Brano —
═══
Una donna con indosso una vestaglia cammina lentamente per strada, con le braccia lungo i fianchi, come se non sapesse dove andare. Un’altra donna spinge un carretto arrugginito in cui sono ammassati ceppi di legno. Attorno a una camionetta, un gruppo di persone attende in silenzio la distribuzione di una Bibbia e di un sacco pieno di aiuti umanitari. Dopo sei mesi di occupazione russa a Izjum, nella parte orientale dell’Ucraina, le famiglie e i bambini hanno lo sguardo assente. Sul viso di qualcuno scendono le lacrime, senza alcun singhiozzo. Nessuno ci fa caso. Qui, dopo la liberazione della città a metà settembre, i morti fanno parlare più dei vivi.
═══
Dati disponibili —

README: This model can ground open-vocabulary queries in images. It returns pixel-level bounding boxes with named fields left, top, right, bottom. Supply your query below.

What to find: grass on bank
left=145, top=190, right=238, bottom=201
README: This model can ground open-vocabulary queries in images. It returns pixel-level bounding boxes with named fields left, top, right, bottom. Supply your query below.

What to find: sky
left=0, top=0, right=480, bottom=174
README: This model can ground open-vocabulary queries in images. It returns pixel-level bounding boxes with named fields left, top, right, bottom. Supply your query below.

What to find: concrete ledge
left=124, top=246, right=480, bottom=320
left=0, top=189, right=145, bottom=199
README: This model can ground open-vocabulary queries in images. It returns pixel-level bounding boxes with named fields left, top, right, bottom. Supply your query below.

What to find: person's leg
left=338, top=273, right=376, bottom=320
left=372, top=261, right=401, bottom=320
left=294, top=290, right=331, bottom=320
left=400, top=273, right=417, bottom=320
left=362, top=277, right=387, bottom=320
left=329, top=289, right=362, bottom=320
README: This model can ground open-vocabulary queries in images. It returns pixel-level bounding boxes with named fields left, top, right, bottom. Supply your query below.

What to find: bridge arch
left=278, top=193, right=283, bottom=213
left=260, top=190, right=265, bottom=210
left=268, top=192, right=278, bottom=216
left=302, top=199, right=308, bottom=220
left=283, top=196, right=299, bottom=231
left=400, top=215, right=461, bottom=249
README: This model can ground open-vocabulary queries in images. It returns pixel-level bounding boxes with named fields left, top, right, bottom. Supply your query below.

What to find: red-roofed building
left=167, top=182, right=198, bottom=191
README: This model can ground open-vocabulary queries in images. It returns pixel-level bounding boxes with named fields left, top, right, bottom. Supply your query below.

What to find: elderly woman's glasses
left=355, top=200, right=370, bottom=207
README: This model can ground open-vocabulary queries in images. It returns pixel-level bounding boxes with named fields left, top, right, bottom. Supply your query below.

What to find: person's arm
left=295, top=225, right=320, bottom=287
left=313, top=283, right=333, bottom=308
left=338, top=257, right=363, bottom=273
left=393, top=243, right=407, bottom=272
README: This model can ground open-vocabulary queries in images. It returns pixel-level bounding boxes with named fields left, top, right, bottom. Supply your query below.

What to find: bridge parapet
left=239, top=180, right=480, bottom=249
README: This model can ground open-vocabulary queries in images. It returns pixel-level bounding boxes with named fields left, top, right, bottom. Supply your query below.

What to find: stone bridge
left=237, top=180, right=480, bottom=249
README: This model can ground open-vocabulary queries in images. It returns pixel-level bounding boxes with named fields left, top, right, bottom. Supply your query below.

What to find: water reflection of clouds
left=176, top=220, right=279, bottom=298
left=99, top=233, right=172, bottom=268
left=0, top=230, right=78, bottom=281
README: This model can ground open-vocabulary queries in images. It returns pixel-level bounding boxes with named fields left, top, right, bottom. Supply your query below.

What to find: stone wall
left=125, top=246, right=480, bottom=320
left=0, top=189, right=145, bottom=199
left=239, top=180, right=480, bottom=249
═══
Esercizi —
**1.** Rispondi a queste domande sul brano su Izjum:
(a) Che cosa spinge una delle donne per strada?
(b) Quanto è durata l'occupazione russa a Izjum?
(c) In che periodo è stata liberata la città?
**2.** Porta avanti il brano su Izjum, partendo subito dopo l'ultima frase.

Soluzioni —
**1.**
(a) Un carretto arrugginito pieno di ceppi di legno.
(b) Sei mesi.
(c) A metà settembre.

**2.**
Durante un’operazione di sminamento in una pineta, infatti, sono state scoperte per caso 445 tombe all’esterno del cimitero Shakespeare (si chiama davvero così), nei pressi della via d’accesso orientale di Izjum. Da allora il presidente ucraino Volodymyr Zelenskyj e decine di esperti, medici, magistrati, specialisti in crimini di guerra, militari e giornalisti hanno percorso il sentiero che attraversa i grandi pini e conduce alle sepolture, semplici tumuli di terra con una croce di legno. A volte le tombe recano un nome. Molto più spesso soltanto un numero.
Le immagini hanno fatto il giro del mondo, trasformando Izjum nella “città dei morti”. Il capo dello stato ucraino ha immediatamente preteso che sia fatta luce. Tutti i corpi saranno sottoposti ad autopsia e saranno oggetto di un’indagine. Ma cos’è accaduto? Chi sono questi morti? Perché si trovano in quella pineta?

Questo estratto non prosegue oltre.